>>>>
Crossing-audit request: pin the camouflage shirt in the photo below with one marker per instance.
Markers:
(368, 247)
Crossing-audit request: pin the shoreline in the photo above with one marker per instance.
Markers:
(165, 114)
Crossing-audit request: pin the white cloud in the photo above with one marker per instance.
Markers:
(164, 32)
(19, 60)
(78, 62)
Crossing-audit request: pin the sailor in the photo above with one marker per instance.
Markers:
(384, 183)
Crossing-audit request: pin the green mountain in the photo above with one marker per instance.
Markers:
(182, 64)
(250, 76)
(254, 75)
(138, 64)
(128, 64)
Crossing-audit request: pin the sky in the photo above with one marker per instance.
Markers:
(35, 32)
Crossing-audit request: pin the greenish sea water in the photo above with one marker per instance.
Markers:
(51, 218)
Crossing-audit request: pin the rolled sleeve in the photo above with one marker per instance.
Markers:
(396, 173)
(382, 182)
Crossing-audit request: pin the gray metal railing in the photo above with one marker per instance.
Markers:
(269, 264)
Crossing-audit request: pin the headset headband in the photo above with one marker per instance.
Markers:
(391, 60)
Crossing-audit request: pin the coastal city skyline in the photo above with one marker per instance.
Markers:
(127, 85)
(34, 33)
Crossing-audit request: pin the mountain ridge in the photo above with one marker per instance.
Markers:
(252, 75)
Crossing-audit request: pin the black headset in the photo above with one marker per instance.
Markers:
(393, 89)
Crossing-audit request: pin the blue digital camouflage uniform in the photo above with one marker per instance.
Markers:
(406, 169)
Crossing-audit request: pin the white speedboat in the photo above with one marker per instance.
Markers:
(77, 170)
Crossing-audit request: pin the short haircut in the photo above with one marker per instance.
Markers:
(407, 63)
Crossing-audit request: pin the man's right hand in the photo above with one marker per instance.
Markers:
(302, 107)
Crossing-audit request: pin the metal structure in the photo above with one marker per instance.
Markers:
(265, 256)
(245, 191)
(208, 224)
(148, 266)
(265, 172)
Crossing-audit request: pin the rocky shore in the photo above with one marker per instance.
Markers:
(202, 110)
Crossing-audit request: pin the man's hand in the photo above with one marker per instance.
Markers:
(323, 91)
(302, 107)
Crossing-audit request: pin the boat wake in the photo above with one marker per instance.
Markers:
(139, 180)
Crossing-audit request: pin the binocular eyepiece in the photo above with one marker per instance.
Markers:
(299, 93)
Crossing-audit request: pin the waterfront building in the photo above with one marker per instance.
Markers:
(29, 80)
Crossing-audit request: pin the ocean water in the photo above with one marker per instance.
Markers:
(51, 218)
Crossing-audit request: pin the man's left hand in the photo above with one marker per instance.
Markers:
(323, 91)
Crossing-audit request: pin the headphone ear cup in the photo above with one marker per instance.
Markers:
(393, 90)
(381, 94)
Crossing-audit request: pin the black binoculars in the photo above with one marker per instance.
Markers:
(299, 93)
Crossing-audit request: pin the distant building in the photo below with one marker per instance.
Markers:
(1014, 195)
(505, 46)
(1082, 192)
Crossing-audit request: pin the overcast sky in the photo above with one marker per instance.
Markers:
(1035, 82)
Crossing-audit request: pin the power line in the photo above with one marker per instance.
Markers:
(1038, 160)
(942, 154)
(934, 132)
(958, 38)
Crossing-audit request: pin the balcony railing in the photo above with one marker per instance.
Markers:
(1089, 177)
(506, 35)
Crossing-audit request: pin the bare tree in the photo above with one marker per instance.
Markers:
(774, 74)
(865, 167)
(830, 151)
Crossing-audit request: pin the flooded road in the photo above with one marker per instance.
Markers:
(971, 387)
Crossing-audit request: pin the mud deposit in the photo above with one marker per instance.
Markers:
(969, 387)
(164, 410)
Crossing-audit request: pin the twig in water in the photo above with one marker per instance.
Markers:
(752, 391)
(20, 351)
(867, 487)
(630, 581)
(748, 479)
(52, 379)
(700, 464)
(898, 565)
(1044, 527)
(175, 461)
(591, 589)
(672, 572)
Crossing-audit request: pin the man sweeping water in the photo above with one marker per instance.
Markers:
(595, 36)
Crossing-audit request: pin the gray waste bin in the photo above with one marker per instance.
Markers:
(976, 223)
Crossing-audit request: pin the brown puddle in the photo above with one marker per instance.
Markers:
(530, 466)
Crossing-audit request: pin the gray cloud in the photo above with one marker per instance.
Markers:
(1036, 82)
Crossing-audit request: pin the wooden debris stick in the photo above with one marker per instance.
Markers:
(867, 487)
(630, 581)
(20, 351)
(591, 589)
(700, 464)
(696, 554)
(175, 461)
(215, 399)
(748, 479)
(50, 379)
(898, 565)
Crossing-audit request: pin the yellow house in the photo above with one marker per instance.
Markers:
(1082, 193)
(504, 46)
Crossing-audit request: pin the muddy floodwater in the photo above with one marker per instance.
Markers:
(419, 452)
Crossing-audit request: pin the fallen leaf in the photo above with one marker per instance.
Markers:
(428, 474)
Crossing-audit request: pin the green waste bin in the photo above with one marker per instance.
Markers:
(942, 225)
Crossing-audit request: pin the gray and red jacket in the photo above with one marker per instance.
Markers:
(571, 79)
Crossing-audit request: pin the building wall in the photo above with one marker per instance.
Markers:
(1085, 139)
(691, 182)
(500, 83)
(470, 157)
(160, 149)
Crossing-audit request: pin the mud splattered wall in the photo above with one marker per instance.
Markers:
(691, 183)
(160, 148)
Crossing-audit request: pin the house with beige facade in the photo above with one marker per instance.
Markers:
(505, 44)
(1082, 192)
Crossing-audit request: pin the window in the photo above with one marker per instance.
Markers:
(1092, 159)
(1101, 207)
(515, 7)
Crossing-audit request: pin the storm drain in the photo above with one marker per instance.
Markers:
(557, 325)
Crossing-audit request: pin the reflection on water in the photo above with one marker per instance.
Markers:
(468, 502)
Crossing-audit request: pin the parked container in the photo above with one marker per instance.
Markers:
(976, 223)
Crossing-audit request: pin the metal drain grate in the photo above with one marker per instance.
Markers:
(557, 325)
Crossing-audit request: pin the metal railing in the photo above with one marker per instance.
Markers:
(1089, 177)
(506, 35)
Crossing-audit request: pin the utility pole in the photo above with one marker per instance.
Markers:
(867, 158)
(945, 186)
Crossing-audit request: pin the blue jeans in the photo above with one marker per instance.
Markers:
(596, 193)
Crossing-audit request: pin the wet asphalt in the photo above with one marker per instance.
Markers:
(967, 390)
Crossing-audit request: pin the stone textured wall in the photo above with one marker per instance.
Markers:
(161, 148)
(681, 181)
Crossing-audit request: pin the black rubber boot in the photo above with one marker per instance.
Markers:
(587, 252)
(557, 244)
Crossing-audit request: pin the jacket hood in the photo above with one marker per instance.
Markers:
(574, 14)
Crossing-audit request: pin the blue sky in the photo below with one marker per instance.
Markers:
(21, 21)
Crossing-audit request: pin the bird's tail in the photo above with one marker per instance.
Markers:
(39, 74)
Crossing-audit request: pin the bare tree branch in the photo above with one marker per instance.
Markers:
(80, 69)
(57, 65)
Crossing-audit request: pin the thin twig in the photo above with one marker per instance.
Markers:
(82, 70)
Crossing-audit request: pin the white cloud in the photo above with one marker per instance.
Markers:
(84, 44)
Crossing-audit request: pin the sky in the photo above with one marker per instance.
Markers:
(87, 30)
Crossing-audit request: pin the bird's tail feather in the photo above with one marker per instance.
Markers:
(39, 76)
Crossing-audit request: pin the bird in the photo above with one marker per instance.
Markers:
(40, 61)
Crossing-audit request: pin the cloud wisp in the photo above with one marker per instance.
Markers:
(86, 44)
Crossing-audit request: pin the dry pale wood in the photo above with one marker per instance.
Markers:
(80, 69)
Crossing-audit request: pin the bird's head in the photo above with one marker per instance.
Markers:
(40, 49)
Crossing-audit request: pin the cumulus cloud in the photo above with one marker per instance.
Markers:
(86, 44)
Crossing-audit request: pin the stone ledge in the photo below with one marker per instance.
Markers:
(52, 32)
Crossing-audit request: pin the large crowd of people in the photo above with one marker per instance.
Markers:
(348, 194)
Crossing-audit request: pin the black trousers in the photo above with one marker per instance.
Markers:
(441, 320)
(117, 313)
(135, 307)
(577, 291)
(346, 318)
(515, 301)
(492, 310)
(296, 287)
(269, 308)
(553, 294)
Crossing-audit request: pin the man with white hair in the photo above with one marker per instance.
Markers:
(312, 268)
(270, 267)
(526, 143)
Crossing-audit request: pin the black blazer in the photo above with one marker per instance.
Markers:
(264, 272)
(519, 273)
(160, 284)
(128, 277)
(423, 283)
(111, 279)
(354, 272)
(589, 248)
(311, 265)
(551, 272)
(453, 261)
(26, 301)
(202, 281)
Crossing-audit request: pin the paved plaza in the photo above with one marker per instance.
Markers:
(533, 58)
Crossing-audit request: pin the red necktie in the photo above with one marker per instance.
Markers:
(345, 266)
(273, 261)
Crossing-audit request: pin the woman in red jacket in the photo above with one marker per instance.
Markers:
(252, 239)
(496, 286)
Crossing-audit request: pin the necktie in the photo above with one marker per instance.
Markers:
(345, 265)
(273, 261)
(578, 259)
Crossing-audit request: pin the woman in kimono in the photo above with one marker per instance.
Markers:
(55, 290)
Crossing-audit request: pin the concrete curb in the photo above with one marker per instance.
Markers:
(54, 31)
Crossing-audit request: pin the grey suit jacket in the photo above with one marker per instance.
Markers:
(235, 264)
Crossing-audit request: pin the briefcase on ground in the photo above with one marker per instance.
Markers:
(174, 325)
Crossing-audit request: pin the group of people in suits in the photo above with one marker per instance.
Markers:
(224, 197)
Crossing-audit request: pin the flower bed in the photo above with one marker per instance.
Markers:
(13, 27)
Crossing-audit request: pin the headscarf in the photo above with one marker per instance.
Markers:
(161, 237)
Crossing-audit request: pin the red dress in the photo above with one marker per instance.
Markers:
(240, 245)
<<<<
— OBJECTIVE —
Reproduce only the lines running from the one that contains "Crossing-audit request: pin the man with" to the last line of the records.

— TASK SOLUTION —
Crossing-audit request: pin the man with white hair in the photo above with one marker per instance.
Markers:
(312, 268)
(270, 267)
(526, 143)
Crossing-audit request: pin the black blazer in the photo above with one marker per instance.
Markers:
(264, 272)
(519, 273)
(160, 284)
(128, 277)
(423, 283)
(111, 279)
(354, 272)
(589, 248)
(311, 265)
(551, 272)
(453, 261)
(26, 301)
(202, 281)
Crossing-audit request: pin the paved plaza in the photo above with one marker per instance.
Markers:
(533, 58)
Crossing-audit request: pin the red necktie in the photo above with one marker per instance.
Markers:
(345, 266)
(273, 261)
Crossing-audit request: pin the woman in red jacket in the photo above with one marker per instance.
Markers:
(252, 239)
(496, 286)
Crossing-audit request: pin the necktie in the photo above with one marker per instance.
Markers:
(345, 265)
(273, 261)
(578, 259)
Crossing-audit request: pin the woman in kimono in the photo above with one marker per instance.
Markers:
(55, 290)
Crossing-audit request: pin the concrete curb in the photo above with one marker per instance.
Markers:
(54, 31)
Crossing-audit request: pin the grey suit jacket in the photo above with one marker per instance.
Markers:
(235, 264)
Crossing-audit request: pin the briefcase on ground in the photo above with one marker per instance.
Markers:
(174, 325)
Crossing-audit request: pin the group of people in suits in the photo above with one marker per instance.
Markers:
(224, 197)
Crossing-audit request: pin the flower bed in the photo above with one marker per instance.
Markers:
(13, 27)
Crossing-audit request: pin the headscarf in the photo above with one marker per instance.
Markers:
(161, 237)
Crossing-audit request: pin the red dress in the photo above with one marker per instance.
Markers:
(240, 245)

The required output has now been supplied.